Dataset records:
──────
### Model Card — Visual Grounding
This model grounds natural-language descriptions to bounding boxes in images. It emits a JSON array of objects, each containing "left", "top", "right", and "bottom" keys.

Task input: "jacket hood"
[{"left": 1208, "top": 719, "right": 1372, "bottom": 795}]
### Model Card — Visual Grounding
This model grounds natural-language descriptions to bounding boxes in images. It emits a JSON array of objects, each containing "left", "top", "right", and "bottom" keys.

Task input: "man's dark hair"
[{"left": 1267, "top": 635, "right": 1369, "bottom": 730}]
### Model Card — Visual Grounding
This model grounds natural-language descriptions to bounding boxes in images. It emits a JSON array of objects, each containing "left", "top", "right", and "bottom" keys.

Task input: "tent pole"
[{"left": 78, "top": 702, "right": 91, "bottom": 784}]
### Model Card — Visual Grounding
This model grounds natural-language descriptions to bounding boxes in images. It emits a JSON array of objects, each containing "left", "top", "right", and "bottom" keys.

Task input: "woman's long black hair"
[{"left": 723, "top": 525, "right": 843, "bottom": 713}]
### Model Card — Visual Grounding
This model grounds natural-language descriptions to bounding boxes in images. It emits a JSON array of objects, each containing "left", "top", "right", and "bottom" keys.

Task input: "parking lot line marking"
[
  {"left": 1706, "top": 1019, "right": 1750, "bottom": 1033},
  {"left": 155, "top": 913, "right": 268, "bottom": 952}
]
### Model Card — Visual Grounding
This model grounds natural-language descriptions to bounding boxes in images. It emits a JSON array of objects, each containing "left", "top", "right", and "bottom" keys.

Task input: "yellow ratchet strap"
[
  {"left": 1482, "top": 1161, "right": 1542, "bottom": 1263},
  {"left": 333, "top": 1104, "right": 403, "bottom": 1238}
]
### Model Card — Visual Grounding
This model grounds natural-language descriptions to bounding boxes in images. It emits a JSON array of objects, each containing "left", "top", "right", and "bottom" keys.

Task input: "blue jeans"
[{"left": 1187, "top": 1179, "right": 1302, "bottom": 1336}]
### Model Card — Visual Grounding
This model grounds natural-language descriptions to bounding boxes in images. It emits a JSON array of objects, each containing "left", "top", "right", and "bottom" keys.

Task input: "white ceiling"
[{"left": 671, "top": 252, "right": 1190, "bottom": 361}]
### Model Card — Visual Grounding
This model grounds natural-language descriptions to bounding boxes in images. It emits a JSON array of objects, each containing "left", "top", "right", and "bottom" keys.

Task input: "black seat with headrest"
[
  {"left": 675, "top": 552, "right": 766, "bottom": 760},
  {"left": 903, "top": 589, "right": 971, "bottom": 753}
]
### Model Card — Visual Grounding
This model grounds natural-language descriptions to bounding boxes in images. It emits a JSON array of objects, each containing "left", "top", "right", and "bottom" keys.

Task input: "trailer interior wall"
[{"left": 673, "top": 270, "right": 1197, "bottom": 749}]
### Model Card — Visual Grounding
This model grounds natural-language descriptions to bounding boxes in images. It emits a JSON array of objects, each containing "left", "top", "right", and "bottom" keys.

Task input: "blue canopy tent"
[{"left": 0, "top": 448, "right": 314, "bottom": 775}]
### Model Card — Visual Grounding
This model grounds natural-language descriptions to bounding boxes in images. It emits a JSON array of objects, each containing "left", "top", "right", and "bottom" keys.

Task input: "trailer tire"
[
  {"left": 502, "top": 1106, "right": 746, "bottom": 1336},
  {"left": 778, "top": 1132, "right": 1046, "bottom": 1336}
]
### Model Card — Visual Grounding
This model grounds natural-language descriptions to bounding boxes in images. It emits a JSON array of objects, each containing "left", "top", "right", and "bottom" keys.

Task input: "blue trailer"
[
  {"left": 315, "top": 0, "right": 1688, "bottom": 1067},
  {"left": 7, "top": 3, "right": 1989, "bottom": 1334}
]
──────
Task to complete:
Please retype the entries above in full, exactly as they stand.

Solution:
### Model Card — Visual Grounding
This model grounds natural-language descriptions to bounding boxes in images. It emits a JSON array of objects, each containing "left", "top", "right", and "bottom" keys.

Task input: "jacket hood"
[{"left": 1208, "top": 719, "right": 1372, "bottom": 795}]
### Model Card — Visual Grounding
This model grounds natural-language descriptions to bounding boxes in images. It emits a JSON array of objects, each containing "left", "top", "right", and "bottom" keys.

Task input: "man's dark hair"
[{"left": 1267, "top": 635, "right": 1369, "bottom": 730}]
### Model Card — Visual Grounding
This model grounds natural-language descriptions to bounding boxes in images. It emits a JSON array of objects, each containing "left", "top", "right", and "bottom" keys.

Task input: "tent pole"
[{"left": 78, "top": 702, "right": 91, "bottom": 784}]
### Model Card — Visual Grounding
This model grounds natural-language descriptions to bounding boxes in images. It emits a JSON array of objects, each containing "left", "top", "right", and "bottom" keys.

Task input: "woman's long black hair"
[{"left": 723, "top": 525, "right": 843, "bottom": 713}]
### Model Card — Visual Grounding
This model grounds natural-language descriptions to bounding boxes in images. It emits a JSON array of objects, each containing "left", "top", "right", and "bottom" keys.

Task input: "parking lot line marking"
[
  {"left": 1706, "top": 1019, "right": 1750, "bottom": 1033},
  {"left": 155, "top": 913, "right": 268, "bottom": 952}
]
### Model Card — Visual Grounding
This model grounds natural-language descriptions to bounding boxes in images. It emits a JSON array of objects, each containing "left", "top", "right", and "bottom" keys.

Task input: "yellow ratchet strap"
[
  {"left": 1482, "top": 1161, "right": 1542, "bottom": 1263},
  {"left": 333, "top": 1104, "right": 403, "bottom": 1238}
]
### Model Card — Visual Grounding
This model grounds natural-language descriptions to bounding boxes in images. It emits a JSON array of objects, each containing "left", "top", "right", and "bottom" keys.

Task input: "blue jeans"
[{"left": 1187, "top": 1179, "right": 1302, "bottom": 1336}]
### Model Card — Visual Grounding
This model grounds natural-language descriptions to bounding boxes in images. It emits a JSON array of objects, each containing "left", "top", "right", and "bottom" keys.

Task input: "white ceiling"
[{"left": 671, "top": 252, "right": 1190, "bottom": 361}]
### Model Card — Visual Grounding
This model grounds natural-language descriptions to bounding boxes in images. It emits a JSON array of objects, each containing "left", "top", "right", and "bottom" keys.

Task input: "black seat with headrest"
[
  {"left": 675, "top": 552, "right": 766, "bottom": 760},
  {"left": 903, "top": 589, "right": 971, "bottom": 753}
]
### Model Card — Visual Grounding
This model grounds natural-language descriptions to bounding boxes in images. It emits a JSON array of objects, each containing "left", "top", "right", and "bottom" keys.

Task input: "trailer interior wall"
[{"left": 673, "top": 270, "right": 1197, "bottom": 749}]
### Model Card — Visual Grounding
This model grounds natural-language descriptions to bounding boxes in images. It emits a JSON array of objects, each containing "left", "top", "right", and "bottom" keys.

Task input: "blue canopy tent"
[{"left": 0, "top": 448, "right": 314, "bottom": 775}]
### Model Card — Visual Grounding
This model grounds natural-language descriptions to bounding boxes in images. It emits a JSON array of objects, each containing "left", "top", "right", and "bottom" keys.

Task input: "trailer tire"
[
  {"left": 502, "top": 1106, "right": 746, "bottom": 1336},
  {"left": 778, "top": 1132, "right": 1046, "bottom": 1336}
]
### Model Card — Visual Grounding
This model grounds natural-language descriptions to bounding boxes in images. It emits a JSON array of objects, each containing "left", "top", "right", and "bottom" keys.

Task input: "blue trailer"
[
  {"left": 315, "top": 0, "right": 1688, "bottom": 1067},
  {"left": 7, "top": 3, "right": 1989, "bottom": 1334}
]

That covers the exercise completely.